DIRECTIONS FOR THIS TASK:
Print exactly, and only, the lines running from the line containing "Where can the diagonal" through the end of the records below.

Stored records
····················
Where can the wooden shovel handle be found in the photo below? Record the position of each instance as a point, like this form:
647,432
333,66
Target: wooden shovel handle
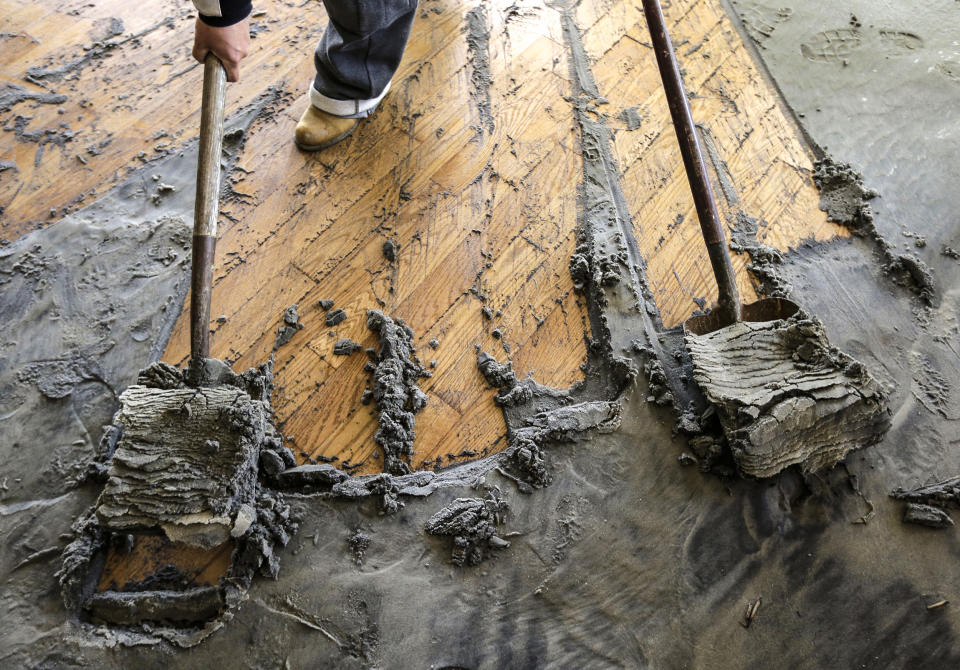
206,205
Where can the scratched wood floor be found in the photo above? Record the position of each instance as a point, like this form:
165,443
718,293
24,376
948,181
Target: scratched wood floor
482,199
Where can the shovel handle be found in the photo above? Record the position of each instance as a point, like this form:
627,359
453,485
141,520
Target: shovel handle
728,299
206,205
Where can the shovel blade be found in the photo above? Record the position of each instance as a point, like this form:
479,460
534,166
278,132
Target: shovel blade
767,309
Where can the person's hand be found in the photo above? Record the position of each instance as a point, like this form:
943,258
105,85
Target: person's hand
230,44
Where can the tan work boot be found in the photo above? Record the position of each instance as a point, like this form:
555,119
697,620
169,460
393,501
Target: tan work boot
318,130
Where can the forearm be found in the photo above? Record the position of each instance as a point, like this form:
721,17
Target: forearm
222,30
222,13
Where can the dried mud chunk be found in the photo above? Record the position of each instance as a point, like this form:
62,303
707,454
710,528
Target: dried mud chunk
395,370
471,522
784,396
335,317
926,515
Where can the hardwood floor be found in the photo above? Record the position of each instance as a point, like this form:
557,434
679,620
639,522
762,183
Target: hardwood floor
481,196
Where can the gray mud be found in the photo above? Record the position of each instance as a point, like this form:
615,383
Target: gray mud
625,559
785,397
395,370
184,452
477,30
291,324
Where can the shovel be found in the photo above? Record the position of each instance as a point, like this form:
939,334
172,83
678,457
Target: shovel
185,464
783,395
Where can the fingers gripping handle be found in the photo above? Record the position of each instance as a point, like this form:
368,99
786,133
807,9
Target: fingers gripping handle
206,205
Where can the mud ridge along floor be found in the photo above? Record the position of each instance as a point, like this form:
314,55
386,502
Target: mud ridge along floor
517,198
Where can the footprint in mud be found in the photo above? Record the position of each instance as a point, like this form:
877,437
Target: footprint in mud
760,20
950,70
831,46
898,42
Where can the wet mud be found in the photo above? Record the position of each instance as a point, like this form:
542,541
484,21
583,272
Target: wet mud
614,535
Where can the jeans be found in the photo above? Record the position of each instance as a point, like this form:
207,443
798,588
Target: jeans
359,53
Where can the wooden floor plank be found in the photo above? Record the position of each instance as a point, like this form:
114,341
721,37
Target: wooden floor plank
484,211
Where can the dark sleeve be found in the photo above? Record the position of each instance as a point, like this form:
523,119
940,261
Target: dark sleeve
231,11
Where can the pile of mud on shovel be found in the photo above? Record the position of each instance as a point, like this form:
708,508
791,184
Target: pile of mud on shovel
185,518
783,395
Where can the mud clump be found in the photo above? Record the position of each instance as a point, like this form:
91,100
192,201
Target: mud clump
395,369
183,460
926,515
346,347
843,195
927,505
291,324
784,396
845,199
359,542
472,523
478,54
511,392
390,249
335,317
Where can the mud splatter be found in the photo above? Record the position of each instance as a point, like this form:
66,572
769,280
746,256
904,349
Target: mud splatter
478,49
395,371
14,94
472,523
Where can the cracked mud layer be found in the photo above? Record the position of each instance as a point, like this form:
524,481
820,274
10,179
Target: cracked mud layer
621,536
183,454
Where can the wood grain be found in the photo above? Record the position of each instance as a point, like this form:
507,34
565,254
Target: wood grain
483,218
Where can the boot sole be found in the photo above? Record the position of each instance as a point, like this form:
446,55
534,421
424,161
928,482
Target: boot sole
328,143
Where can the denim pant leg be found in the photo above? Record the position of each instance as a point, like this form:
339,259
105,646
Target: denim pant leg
358,54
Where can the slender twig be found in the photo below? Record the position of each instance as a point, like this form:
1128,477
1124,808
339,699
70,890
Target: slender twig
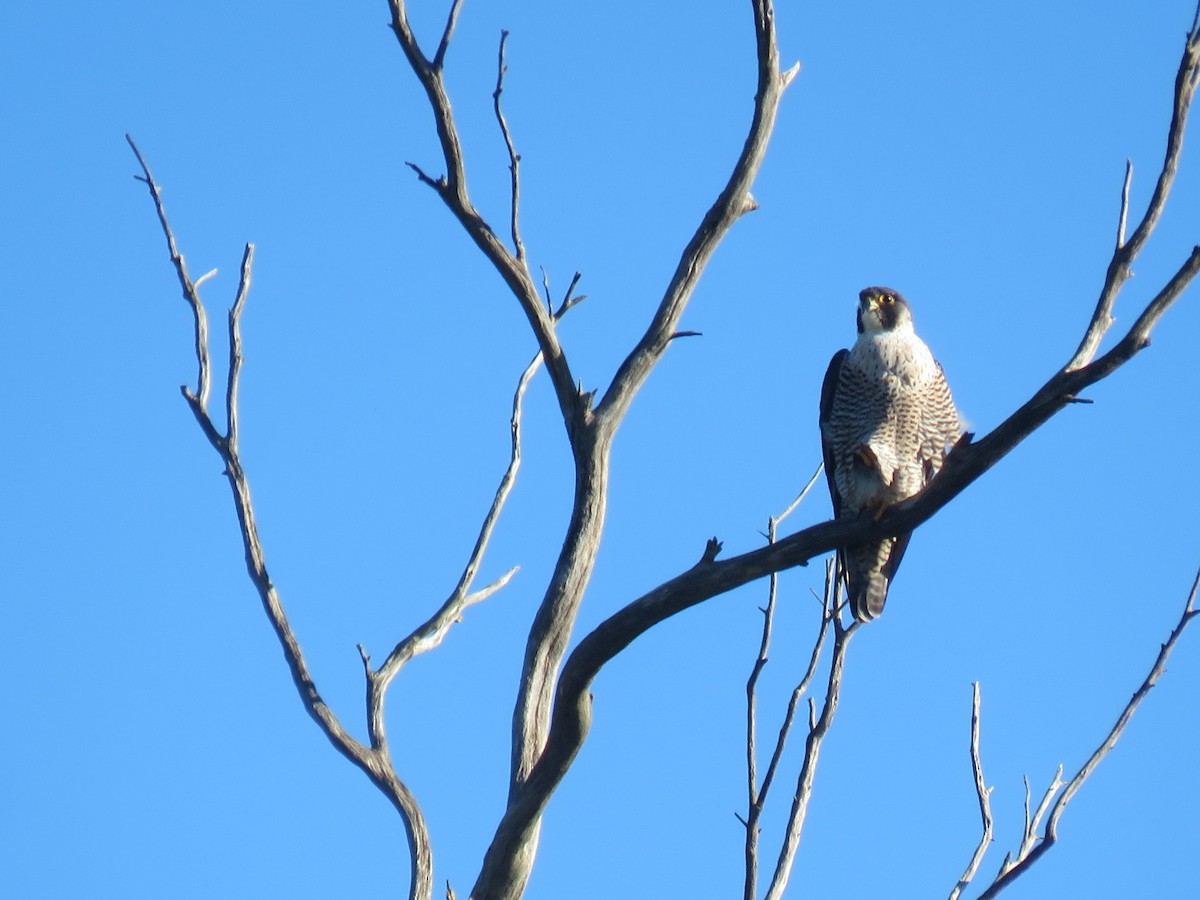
1126,252
431,633
819,727
1123,219
729,207
1033,847
509,857
984,793
514,157
447,34
756,798
453,190
191,293
235,360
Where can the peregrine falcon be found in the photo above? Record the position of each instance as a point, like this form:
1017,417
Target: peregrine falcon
887,419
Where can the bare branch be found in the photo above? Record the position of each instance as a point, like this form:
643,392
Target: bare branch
730,205
984,793
514,159
509,858
247,261
432,631
1027,855
373,761
756,799
1127,251
453,191
817,731
447,34
1123,219
191,293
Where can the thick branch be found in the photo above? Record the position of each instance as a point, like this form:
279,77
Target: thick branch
733,202
711,577
508,864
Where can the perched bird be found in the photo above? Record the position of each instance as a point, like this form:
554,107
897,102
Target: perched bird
887,419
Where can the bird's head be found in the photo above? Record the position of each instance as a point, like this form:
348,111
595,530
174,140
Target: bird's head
882,310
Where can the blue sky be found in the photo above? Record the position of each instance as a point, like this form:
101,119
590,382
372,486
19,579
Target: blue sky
969,155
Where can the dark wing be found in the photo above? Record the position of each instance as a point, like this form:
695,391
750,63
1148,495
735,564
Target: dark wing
828,389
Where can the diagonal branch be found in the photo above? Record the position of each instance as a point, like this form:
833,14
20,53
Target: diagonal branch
191,288
451,189
1120,268
1027,855
509,858
711,577
375,760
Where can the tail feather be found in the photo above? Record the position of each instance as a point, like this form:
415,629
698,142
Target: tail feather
870,569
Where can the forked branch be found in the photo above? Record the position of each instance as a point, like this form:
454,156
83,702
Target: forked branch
····················
WORKED ANSWER:
Where can the diagonal branch be found in the photo above? Record the position of each instance as a point, like this form:
833,14
20,53
Target: diagonal branch
191,288
451,189
1120,268
1027,855
509,858
711,577
375,760
Where can the tail feather be found in the photo above? Record the position of each instance as a point, like this form:
415,629
698,142
Target: tail feather
870,569
Where can the forked branch be found in the photo above? Record the position of each instance as a point, like this form:
454,156
83,702
Target: forked branch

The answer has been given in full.